## Extract
When I was 29, I decided I needed a change of scenery. I had a close friend in Laos who could help me find work and a place to live, so I bought a one-way ticket there. The evening I arrived, my friend, Megan, gave me a welcome present—a Lao sinh. It was a length of handwoven fabric, meant to be taken to a tailor and sewn into a garment. This was the first piece in what became a large collection and the beginning of what I’m sure will be a lifelong appreciation of Lao textiles.
Before arriving there, I knew nothing about Lao fabric or clothing, but I quickly became familiar with sinhs, which are traditional garments that are handwoven and still worn on a daily basis by many people in Laos. They are almost always bought as a length of untailored fabric. Some sinhs are one piece, like these:
Others are borders that you then complement with a length of silk or cotton to make a complete garment, like these:
Side note: I wish I knew the story behind the moose!
Traditionally, a sinh is sewn into a large circle, which is wrapped around the waist and connected in two spots with hooks. The sinhs in this photo are tailored in the traditional style:
You can also have sinhs tailored in more modern styles—as wrap skirts or pencil skirts. An example of that is here:
One day, one of the TAs in my class was wearing a stunning sinh in very bright colours. When I asked her about it, she directed me to a shop she often visited. That shop became one of my favourite places in Vientiane, and I spent many hours kneeling on the floor, sorting through different sinhs and borders, and talking with Euay Tok, who owned the shop.
It seemed that most of the pieces in the shop were older. They often looked like they had already been worn or used. I realized that many of the traditional tailoring styles avoided cutting the fabric too much, maybe partly to preserve the piece of weaving, so it can be used and reused. You can see a style like that here:
Any market or mall or festival I went to in Vientiane had booths with stacks and stacks of raw silk, which is a fabric commonly used for sinhs and matching blouses. (I’m including a picture of my ‘I’m-so-excited-to-be-here’ face since I imagine those of you reading this are like-minded and can relate.)

## Objective A
Rewrite the records from the line containing "Reviewer note: verify that each instance of the american" through the end of the records as a Markdown table with the columns Row and Line, leaving out blank lines.
The records have no connection to the passage on Lao textiles.

## Listed entries
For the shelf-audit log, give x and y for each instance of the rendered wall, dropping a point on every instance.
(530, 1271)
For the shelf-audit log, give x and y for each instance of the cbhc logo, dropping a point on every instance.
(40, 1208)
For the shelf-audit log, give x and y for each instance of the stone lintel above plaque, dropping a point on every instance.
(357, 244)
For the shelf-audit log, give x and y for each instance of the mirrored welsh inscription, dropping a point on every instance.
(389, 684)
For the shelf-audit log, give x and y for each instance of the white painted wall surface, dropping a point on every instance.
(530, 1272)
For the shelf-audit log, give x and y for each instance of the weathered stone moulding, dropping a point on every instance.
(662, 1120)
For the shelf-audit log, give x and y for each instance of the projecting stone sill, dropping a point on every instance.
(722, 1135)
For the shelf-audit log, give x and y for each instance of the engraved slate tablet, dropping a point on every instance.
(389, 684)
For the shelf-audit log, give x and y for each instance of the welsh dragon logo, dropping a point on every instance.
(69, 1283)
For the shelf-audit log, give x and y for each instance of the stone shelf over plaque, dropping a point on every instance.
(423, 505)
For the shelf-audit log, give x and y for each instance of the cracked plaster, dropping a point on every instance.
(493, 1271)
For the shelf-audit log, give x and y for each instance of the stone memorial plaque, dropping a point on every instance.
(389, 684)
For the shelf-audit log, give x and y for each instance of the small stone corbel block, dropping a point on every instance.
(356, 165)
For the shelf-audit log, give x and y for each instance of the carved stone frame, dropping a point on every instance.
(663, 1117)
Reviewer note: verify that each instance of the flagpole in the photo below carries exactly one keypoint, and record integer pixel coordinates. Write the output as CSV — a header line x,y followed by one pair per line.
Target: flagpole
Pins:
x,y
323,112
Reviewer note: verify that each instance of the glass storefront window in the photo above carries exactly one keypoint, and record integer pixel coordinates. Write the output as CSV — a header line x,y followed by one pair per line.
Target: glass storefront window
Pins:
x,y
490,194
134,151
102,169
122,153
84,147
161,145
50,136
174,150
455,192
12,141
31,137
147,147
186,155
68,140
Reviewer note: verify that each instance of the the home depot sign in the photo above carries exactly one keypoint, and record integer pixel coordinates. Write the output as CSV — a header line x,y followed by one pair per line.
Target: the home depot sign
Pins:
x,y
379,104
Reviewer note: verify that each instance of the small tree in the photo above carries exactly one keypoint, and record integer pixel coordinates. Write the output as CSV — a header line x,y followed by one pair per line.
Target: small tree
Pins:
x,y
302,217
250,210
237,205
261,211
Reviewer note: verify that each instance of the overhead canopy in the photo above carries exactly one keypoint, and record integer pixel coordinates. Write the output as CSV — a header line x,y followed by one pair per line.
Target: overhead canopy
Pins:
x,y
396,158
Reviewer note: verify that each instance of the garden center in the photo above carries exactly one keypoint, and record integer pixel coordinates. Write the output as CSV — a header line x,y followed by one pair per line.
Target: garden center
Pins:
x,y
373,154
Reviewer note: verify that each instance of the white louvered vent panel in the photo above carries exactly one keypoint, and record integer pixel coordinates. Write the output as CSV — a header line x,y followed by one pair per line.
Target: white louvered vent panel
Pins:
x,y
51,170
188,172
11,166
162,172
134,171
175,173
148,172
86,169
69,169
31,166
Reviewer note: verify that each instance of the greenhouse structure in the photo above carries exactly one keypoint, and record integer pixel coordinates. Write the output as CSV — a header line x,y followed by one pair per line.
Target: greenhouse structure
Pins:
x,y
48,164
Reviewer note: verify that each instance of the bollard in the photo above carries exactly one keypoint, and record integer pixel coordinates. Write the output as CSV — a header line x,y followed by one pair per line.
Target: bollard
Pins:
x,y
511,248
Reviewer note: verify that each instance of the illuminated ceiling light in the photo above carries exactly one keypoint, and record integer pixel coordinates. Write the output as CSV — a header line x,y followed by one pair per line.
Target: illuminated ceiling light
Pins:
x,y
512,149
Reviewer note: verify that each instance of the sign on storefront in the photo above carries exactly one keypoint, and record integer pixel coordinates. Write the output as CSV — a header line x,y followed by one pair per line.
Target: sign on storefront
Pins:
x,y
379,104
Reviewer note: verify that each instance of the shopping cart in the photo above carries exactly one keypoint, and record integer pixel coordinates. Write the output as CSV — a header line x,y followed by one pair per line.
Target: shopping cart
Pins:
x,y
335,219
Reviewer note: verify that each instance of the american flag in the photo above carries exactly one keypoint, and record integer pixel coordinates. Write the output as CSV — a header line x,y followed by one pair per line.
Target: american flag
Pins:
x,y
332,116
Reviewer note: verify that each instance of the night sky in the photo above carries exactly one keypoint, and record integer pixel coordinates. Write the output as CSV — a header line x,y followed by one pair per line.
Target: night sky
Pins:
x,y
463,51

## Objective B
Reproduce the passage on Lao textiles between "Traditionally, a sinh" and "owned the shop.", inclusive, updating "hooks" to "clasps".

## Correct output A
| Row | Line |
|---|---|
| 1 | Reviewer note: verify that each instance of the american flag in the photo above carries exactly one keypoint, and record integer pixel coordinates. Write the output as CSV — a header line x,y followed by one pair per line. |
| 2 | Target: american flag |
| 3 | Pins: |
| 4 | x,y |
| 5 | 332,116 |
| 6 | Reviewer note: verify that each instance of the night sky in the photo above carries exactly one keypoint, and record integer pixel coordinates. Write the output as CSV — a header line x,y followed by one pair per line. |
| 7 | Target: night sky |
| 8 | Pins: |
| 9 | x,y |
| 10 | 463,51 |

## Correct output B
Traditionally, a sinh is sewn into a large circle, which is wrapped around the waist and connected in two spots with clasps. The sinhs in this photo are tailored in the traditional style:
You can also have sinhs tailored in more modern styles—as wrap skirts or pencil skirts. An example of that is here:
One day, one of the TAs in my class was wearing a stunning sinh in very bright colours. When I asked her about it, she directed me to a shop she often visited. That shop became one of my favourite places in Vientiane, and I spent many hours kneeling on the floor, sorting through different sinhs and borders, and talking with Euay Tok, who owned the shop.